─── Record excerpts ───

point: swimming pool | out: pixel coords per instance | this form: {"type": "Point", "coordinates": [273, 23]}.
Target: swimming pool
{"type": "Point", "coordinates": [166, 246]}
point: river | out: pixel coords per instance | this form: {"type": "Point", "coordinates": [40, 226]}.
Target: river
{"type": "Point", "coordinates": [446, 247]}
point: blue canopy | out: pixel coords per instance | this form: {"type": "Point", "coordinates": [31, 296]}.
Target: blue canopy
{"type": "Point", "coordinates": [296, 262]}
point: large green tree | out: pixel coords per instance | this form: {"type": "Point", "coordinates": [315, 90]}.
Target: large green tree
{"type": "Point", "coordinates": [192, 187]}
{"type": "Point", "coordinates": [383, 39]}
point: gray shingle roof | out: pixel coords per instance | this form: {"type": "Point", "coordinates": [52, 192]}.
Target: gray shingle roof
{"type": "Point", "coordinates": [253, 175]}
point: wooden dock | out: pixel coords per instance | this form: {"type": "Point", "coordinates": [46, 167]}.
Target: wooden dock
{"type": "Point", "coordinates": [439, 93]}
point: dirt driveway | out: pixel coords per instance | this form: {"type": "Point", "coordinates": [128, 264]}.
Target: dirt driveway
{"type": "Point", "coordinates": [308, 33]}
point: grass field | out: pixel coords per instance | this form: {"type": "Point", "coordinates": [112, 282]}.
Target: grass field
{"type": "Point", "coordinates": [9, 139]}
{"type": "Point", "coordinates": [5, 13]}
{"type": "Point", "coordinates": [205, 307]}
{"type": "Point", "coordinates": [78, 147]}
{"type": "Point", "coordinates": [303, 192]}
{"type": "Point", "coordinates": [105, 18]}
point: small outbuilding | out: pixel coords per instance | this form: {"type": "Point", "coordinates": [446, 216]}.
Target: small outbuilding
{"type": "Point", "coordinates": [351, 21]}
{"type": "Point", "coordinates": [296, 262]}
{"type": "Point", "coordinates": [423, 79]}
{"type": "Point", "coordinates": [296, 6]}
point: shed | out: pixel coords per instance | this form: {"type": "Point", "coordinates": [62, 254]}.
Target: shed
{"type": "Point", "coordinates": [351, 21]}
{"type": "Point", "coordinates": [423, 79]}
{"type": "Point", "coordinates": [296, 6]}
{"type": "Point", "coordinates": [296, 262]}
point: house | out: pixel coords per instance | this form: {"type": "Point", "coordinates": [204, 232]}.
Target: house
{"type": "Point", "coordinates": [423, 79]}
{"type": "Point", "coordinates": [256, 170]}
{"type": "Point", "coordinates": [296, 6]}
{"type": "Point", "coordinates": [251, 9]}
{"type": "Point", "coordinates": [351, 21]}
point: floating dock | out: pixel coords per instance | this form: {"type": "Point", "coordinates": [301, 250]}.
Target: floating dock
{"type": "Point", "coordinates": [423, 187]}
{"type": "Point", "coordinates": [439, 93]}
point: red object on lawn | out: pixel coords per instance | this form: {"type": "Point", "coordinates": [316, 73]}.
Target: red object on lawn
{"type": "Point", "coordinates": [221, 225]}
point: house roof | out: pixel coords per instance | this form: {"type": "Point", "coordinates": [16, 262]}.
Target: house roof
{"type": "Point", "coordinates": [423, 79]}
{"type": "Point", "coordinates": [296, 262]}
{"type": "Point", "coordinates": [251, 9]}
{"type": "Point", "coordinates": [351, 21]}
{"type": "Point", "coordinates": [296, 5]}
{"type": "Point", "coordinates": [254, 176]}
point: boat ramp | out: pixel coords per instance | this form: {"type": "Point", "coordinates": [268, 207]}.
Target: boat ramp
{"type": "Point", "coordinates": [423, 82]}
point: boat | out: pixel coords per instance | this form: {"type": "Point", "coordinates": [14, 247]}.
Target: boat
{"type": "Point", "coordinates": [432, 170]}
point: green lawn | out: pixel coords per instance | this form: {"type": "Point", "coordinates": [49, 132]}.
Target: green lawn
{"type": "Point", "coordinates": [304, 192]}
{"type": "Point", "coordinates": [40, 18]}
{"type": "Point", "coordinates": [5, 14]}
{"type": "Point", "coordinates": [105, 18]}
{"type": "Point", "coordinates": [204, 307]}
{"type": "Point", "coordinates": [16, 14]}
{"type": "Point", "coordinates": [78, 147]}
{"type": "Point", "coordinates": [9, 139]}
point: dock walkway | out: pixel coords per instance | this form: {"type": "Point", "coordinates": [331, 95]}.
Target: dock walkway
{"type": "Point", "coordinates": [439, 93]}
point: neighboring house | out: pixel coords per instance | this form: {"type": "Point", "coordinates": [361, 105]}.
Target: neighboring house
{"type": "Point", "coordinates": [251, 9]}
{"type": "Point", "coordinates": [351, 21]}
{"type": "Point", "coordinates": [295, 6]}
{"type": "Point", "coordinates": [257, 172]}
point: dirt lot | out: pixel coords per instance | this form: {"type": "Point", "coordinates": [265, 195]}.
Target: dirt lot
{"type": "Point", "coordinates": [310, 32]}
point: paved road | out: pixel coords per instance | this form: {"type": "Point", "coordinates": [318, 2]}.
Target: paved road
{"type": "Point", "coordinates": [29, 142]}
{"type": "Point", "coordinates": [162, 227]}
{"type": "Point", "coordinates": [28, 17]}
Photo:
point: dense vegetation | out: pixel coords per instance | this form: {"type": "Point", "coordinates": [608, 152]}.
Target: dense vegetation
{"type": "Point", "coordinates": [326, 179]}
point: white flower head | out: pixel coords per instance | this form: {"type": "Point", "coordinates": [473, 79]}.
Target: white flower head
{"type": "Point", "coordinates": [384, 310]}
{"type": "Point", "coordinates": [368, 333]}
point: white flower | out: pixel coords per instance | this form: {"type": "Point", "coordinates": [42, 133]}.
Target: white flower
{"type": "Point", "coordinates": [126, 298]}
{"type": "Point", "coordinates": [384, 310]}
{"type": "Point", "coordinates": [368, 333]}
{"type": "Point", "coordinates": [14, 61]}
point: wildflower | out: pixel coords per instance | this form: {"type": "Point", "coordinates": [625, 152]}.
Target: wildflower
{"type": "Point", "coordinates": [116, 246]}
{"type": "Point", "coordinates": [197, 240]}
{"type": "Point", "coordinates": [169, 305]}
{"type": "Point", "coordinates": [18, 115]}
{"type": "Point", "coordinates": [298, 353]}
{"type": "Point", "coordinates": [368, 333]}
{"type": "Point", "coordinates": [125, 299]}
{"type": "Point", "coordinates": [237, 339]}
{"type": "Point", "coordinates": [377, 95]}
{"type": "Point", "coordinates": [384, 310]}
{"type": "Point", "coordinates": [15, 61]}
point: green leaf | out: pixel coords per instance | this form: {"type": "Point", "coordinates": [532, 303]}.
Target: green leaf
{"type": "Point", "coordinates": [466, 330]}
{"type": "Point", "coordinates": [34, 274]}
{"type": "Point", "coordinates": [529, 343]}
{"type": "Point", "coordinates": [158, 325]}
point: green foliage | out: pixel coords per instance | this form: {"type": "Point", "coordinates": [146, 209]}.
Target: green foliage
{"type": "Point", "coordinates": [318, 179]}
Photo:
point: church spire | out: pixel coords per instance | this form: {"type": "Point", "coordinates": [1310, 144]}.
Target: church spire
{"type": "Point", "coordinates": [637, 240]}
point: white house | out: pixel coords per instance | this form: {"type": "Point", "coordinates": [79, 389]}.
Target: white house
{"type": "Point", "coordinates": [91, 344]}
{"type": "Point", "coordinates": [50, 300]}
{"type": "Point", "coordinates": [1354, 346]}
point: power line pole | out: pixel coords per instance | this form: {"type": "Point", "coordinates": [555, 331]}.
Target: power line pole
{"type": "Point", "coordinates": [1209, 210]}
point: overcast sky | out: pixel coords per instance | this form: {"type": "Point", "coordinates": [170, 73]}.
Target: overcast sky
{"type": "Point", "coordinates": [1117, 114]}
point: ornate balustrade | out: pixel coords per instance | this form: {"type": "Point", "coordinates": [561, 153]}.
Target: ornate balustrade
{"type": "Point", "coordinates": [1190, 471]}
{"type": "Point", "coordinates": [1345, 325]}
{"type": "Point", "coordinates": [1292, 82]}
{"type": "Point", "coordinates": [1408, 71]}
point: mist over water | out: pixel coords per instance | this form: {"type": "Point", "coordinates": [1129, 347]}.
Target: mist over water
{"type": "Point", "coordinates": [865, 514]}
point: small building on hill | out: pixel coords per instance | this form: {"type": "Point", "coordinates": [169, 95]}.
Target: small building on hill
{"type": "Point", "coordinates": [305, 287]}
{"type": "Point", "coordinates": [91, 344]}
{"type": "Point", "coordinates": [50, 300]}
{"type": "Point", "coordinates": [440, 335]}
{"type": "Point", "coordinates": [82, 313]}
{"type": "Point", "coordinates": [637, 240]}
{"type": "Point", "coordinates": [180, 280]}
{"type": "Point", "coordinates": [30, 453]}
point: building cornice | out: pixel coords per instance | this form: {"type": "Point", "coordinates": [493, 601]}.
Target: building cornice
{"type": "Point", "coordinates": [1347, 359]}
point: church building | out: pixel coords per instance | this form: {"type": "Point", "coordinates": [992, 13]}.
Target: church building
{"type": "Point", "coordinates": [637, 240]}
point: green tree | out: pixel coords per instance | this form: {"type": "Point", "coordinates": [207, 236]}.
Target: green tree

───

• _Instructions for the task_
Please turn the lines of the listing from the one holding "point: building cornice" through the end of the listing, inclusive, into a JSON list of strings with one string per line. Leave out any blank lines.

• _Full response_
[
  "point: building cornice | out: pixel coords per instance | this form: {\"type\": \"Point\", \"coordinates\": [493, 601]}.",
  "Target: building cornice",
  "{\"type\": \"Point\", \"coordinates\": [1347, 359]}",
  "point: church building | out: pixel coords per instance | this form: {\"type\": \"Point\", \"coordinates\": [992, 13]}.",
  "Target: church building",
  "{\"type\": \"Point\", \"coordinates\": [637, 240]}",
  "point: green tree | out: pixel coords per instance | this form: {\"type\": \"Point\", \"coordinates\": [207, 236]}.",
  "Target: green tree"
]